_Passage provided_
************
Capture full page or element screenshots:

bash
# Full page screenshot (saves to .canvas/screenshots/)
uv run $SKILL_DIR/agent_eyes.py screenshot http://localhost:3000

# Element screenshot
uv run $SKILL_DIR/agent_eyes.py screenshot http://localhost:3000 --selector ".hero"

# Save to specific path
uv run $SKILL_DIR/agent_eyes.py screenshot http://localhost:3000 --output ./tmp/page.png

# Get as base64 (for inline context) - NOT recommended, use --compact instead
uv run $SKILL_DIR/agent_eyes.py screenshot http://localhost:3000 --base64

# RECOMMENDED: Compact mode - always saves to file, never returns base64
uv run $SKILL_DIR/agent_eyes.py screenshot http://localhost:3000 --compact

Accessibility Scan

Run axe-core accessibility analysis:

bash
# Full page scan (WCAG 2.1 AA)
uv run $SKILL_DIR/agent_eyes.py a11y http://localhost:3000

# Scoped to element
uv run $SKILL_DIR/agent_eyes.py a11y http://localhost:3000 --selector "main"

# WCAG AAA level
uv run $SKILL_DIR/agent_eyes.py a11y http://localhost:3000 --level AAA

# RECOMMENDED: Compact mode - summary + top issues only (~1-2K tokens vs 100K+)
uv run $SKILL_DIR/agent_eyes.py a11y http://localhost:3000 --compact
uv run $SKILL_DIR/agent_eyes.py a11y http://localhost:3000 --compact --max-issues 5

DOM Snapshot

Get simplified DOM tree:

bash
# Full page DOM
uv run $SKILL_DIR/agent_eyes.py dom http://localhost:3000

# Subtree only
uv run $SKILL_DIR/agent_eyes.py dom http://localhost:3000 --selector ".content"
************
_Exercise task a_
Write out the command reference from "# WCAG AAA level" to "tokens vs 100K+)", replacing "AAA" with "AA".

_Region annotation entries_
************
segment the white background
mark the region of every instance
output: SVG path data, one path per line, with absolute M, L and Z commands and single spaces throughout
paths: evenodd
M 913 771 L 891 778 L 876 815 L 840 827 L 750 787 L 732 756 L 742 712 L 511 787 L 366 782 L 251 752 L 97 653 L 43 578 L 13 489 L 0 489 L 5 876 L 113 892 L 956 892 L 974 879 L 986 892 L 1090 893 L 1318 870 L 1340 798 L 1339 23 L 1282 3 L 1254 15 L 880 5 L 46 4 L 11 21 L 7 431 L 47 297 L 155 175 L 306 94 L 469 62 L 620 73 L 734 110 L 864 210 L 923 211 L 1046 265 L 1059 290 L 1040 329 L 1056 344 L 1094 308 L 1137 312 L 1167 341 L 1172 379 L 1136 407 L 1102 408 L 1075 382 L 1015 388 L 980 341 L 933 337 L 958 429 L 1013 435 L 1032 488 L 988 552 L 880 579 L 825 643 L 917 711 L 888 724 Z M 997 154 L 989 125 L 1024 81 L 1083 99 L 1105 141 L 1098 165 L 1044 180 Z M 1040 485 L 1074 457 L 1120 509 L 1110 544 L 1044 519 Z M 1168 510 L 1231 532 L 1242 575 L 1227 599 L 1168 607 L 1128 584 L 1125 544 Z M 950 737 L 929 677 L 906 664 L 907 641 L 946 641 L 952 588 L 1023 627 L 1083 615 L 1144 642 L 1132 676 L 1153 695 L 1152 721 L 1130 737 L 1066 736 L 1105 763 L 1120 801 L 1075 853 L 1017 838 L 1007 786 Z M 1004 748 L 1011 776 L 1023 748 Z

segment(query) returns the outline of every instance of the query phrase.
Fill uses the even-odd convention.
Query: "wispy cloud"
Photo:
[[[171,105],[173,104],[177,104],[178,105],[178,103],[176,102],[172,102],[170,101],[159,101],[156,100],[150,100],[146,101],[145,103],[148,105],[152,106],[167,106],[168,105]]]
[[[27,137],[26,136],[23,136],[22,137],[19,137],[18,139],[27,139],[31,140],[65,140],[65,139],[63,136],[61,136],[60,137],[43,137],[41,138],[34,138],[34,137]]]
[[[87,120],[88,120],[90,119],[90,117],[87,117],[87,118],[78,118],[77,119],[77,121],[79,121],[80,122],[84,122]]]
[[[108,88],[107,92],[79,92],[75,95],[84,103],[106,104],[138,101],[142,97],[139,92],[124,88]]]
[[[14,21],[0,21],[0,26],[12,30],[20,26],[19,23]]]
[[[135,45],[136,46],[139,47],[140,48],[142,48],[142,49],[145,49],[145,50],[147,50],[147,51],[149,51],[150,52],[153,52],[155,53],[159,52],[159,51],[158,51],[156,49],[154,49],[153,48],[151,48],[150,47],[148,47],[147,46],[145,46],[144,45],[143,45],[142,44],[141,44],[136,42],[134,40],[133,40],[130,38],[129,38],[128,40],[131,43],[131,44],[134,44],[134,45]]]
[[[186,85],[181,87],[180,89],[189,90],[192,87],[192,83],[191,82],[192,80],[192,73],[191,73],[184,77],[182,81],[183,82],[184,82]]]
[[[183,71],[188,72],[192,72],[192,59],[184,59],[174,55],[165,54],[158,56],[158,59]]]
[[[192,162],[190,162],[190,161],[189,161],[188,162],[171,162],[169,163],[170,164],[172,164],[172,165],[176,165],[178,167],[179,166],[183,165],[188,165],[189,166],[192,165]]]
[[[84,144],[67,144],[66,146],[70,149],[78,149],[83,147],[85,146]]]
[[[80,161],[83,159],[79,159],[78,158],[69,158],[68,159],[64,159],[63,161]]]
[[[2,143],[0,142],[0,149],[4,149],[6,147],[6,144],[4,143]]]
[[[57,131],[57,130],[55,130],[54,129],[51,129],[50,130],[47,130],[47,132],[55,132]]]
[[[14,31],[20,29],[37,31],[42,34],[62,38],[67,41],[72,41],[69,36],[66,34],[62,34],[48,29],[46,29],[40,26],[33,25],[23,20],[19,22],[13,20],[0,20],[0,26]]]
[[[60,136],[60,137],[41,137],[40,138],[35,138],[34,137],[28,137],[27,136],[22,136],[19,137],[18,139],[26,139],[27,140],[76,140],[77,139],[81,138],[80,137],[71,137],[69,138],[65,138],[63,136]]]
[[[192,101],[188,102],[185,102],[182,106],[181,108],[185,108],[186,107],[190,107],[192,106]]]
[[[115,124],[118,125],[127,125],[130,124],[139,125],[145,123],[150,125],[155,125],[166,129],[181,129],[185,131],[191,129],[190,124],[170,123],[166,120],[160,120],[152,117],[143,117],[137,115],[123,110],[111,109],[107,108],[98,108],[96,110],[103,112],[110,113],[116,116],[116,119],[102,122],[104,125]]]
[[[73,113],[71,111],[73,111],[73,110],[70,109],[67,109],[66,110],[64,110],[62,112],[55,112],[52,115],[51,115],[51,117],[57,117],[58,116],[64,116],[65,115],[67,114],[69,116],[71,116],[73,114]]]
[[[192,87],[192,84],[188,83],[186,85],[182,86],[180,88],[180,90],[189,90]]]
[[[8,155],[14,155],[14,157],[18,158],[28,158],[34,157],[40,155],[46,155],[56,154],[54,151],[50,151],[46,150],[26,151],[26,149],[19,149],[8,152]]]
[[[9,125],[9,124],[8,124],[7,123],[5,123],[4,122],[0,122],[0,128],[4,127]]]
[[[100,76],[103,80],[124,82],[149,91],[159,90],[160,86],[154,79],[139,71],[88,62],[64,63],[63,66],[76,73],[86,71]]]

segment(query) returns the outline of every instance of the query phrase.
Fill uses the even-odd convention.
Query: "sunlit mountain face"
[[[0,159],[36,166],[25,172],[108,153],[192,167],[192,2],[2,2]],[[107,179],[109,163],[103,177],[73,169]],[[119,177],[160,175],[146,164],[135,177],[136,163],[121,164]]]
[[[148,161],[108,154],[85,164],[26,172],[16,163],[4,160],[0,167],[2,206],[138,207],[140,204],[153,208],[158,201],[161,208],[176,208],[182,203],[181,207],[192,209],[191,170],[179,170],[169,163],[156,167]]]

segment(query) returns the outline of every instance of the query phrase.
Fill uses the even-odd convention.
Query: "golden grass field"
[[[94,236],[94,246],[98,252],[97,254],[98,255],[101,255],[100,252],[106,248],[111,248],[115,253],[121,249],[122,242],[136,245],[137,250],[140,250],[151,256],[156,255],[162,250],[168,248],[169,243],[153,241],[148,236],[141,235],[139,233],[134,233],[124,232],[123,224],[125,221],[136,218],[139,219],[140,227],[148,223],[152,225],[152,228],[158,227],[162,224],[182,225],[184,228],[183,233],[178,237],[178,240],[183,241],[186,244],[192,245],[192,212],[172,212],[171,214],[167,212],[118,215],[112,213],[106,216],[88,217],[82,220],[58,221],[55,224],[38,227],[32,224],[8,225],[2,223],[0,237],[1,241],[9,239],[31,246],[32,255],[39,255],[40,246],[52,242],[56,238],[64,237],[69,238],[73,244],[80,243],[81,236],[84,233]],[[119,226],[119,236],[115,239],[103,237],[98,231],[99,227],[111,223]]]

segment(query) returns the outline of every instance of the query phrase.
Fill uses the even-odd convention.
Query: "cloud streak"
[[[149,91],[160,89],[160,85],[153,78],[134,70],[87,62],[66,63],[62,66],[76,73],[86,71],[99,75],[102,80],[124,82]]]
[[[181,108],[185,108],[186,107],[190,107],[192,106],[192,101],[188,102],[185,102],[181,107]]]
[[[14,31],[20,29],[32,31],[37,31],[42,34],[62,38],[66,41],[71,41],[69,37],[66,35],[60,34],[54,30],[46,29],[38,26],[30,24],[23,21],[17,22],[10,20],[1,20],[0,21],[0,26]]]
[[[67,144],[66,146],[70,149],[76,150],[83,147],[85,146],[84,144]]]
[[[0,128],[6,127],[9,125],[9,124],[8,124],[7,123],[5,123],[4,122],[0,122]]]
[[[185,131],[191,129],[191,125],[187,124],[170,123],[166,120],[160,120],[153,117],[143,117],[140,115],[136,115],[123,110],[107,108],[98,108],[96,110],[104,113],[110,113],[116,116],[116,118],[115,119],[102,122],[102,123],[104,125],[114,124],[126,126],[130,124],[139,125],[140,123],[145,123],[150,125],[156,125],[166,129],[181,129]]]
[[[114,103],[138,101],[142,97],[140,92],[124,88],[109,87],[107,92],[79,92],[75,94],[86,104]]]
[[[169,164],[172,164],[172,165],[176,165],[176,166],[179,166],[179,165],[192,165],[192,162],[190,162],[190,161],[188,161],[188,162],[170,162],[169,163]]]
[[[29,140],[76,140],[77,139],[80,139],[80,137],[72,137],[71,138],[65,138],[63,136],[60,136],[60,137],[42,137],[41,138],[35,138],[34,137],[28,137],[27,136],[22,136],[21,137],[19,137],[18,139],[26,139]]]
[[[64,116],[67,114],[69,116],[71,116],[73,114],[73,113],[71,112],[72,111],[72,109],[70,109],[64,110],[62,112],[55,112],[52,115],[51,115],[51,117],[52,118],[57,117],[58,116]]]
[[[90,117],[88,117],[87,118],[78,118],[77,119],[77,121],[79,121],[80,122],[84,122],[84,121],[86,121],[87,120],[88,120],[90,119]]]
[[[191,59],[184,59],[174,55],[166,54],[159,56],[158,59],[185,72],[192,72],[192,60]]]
************
_Exercise task b_
Echo the listing from its first line through the line with "paths: evenodd", reproducing each line unchanged.

_Complete output a_
# WCAG AA level
uv run $SKILL_DIR/agent_eyes.py a11y http://localhost:3000 --level AA

# RECOMMENDED: Compact mode - summary + top issues only (~1-2K tokens vs 100K+)

_Complete output b_
segment the white background
mark the region of every instance
output: SVG path data, one path per line, with absolute M, L and Z commands and single spaces throughout
paths: evenodd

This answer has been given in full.